À jurisdição constitucional compete racionalizar a relação entre Constituição e política [115], considerando-se Constituição não apenas expressão das forças políticas de uma sociedade, mas, essencialmente, norma jurídica primordial de um Estado que equivale à ordem jurídica. Kelsen destaca a questão da submissão dos poderes constituídos à Constituição e a necessidade lógica da existência de condições de controle [116], admitida a existência de limites para a representação parlamentar em face da Constituição [117].

## Instruções de trabalho
[1] Indique se cada afirmação a seguir está de acordo com o texto sobre jurisdição constitucional. Responda sim ou não e cite literalmente as palavras do texto que decidem cada caso. (a) Cabe à jurisdição constitucional racionalizar a relação entre Constituição e política. (b) A Constituição é considerada apenas expressão das forças políticas de uma sociedade. (c) Kelsen nega a existência de limites para a representação parlamentar em face da Constituição.
[2] Transcreva do texto sobre jurisdição constitucional o trecho que vai de "À jurisdição constitucional" até "da Constituição [117].".

## Informações fornecidas
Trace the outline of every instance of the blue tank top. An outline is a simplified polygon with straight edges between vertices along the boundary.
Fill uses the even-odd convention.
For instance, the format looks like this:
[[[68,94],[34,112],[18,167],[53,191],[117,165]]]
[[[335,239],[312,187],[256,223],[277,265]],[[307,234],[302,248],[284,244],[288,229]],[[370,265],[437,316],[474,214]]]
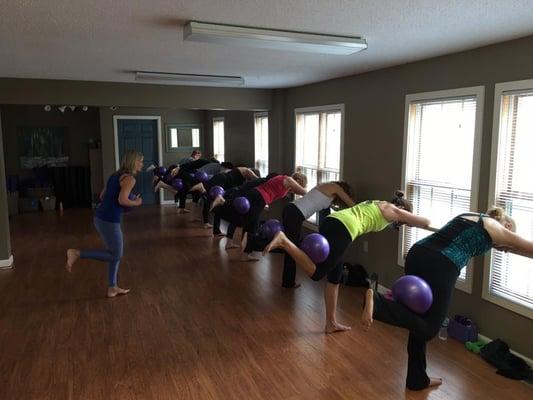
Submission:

## Respostas do exercício
[1]
(a) Sim: "À jurisdição constitucional compete racionalizar a relação entre Constituição e política".
(b) Não: "não apenas expressão das forças políticas de uma sociedade, mas, essencialmente, norma jurídica primordial de um Estado".
(c) Não: "admitida a existência de limites para a representação parlamentar em face da Constituição".

[2]
À jurisdição constitucional compete racionalizar a relação entre Constituição e política [115], considerando-se Constituição não apenas expressão das forças políticas de uma sociedade, mas, essencialmente, norma jurídica primordial de um Estado que equivale à ordem jurídica. Kelsen destaca a questão da submissão dos poderes constituídos à Constituição e a necessidade lógica da existência de condições de controle [116], admitida a existência de limites para a representação parlamentar em face da Constituição [117].